*BRIEF*
According to the book club post, what is the first book in the Cozy Coding Book Club series?

Segment Start: SELECTED EXCERPT

Your Spam Filter Walked So GPT Could Run | Copy My Notes: AI Engineering [Chapter 1]
Notes on AI Engineering, Chapter 1: AI isn't new, but it did have a makeover. You don't need to abandon your current skills to become an AI engineer; you just have to adapt them!
Be honest…those technical books you bought (with great intentions) are just sitting on your bookshelf collecting dust, aren’t they? It’s not just you. We’ve all been there! Every time I buy a technical book, I claim it’s going to be my gateway to becoming more technical, but I struggle to stay engaged after the first few chapters. I’ve finally decided to put an end to that in 2026!
Welcome to Cozy Coding Book Club, where I’m diving into a series of technical books to expand my learning. The best part? I’m bringing you with me. If you’re also reading the book, let’s have a conversation about the reading in the comments! Not sure if you’re ready to dive in? Consider this your Spark Notes guide to each chapter. Each post will include my raw notes, thoughts, questions, and additional resources I found useful.
The first book in the Cozy Coding Book Club series is AI Engineering by Chip Huyen. This, admittedly, is a reread for me, but still extremely relevant today! AI is reshaping our day-to-day lives faster than I ever could have imagined. That change has a way of breeding fear and anxiety about the unknown and the things we don’t understand. My first technical read of 2026 is a practical guide to building applications with large foundation models, focusing on the engineering disciplines required for reliability, scale, and safety. I’m looking forward to ending this read with a direct path on what’s required to be an AI engineer in 2026 and principles I can use now to build AI applications.

Segment End: SELECTED EXCERPT
Segment Start: THE DATA

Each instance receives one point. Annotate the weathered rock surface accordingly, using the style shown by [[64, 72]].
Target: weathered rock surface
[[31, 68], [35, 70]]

Segment End: THE DATA

*SOLUTION TO THE EXERCISE*
AI Engineering by Chip Huyen.